= Beginning of Section =

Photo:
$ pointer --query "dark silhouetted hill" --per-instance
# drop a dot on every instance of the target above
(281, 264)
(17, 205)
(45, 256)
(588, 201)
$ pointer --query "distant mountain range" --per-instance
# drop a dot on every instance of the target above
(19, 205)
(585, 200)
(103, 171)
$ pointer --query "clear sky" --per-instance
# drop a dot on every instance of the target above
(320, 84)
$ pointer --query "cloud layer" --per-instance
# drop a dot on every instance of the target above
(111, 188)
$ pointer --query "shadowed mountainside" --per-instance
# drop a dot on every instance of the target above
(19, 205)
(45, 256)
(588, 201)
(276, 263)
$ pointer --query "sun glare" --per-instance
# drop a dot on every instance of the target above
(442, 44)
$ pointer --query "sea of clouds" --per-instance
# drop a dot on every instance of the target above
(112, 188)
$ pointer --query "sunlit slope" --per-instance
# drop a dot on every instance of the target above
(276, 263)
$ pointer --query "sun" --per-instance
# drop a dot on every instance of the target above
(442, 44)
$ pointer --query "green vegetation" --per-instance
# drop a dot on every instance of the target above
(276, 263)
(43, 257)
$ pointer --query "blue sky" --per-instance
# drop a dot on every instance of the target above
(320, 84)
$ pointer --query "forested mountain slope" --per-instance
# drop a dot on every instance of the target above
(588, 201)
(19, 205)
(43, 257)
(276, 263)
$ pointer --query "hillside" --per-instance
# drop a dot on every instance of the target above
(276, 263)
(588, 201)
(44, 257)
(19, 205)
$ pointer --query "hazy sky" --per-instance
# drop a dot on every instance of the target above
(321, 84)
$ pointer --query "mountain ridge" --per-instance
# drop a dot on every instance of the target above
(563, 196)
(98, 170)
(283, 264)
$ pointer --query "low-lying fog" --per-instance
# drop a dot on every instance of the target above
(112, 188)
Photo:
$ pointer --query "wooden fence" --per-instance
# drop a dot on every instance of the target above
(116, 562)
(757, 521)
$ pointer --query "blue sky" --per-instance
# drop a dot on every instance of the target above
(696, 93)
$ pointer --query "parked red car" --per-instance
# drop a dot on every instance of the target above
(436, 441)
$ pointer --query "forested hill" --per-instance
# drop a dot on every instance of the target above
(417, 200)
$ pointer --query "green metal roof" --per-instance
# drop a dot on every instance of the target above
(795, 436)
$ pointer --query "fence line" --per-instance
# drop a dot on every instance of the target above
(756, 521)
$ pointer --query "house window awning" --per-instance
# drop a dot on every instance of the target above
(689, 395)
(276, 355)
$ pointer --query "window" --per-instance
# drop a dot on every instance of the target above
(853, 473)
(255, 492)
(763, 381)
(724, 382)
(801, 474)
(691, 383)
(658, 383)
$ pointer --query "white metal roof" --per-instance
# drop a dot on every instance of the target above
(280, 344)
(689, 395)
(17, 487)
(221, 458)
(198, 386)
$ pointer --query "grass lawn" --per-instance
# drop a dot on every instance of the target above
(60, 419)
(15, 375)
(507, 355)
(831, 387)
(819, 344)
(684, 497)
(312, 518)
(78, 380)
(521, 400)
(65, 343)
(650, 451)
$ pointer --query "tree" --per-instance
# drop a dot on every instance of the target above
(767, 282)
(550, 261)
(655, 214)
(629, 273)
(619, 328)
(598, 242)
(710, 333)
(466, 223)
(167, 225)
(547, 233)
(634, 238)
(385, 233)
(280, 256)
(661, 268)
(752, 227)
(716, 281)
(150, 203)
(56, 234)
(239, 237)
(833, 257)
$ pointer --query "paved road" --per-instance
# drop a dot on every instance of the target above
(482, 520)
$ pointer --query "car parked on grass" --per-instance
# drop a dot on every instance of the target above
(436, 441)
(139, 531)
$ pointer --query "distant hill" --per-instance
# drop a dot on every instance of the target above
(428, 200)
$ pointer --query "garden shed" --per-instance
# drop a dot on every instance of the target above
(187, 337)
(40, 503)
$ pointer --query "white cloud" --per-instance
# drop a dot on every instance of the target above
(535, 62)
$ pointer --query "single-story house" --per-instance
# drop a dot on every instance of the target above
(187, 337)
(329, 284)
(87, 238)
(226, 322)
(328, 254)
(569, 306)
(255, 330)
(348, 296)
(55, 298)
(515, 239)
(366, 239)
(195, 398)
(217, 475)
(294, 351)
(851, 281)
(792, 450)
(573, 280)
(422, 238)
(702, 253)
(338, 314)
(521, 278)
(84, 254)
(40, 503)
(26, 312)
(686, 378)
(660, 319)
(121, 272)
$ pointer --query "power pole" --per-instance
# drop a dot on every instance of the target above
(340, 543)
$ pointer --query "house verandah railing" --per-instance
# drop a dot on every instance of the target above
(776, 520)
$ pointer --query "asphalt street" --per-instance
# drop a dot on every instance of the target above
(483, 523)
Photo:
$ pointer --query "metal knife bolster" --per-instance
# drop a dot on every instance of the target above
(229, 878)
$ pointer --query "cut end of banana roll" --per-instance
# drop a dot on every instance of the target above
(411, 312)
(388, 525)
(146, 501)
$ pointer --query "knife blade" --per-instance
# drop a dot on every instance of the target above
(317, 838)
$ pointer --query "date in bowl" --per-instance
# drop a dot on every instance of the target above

= End of Section =

Work order
Look through the data above for lines holding the word "roof". State how many there are and nothing else.

Solution
2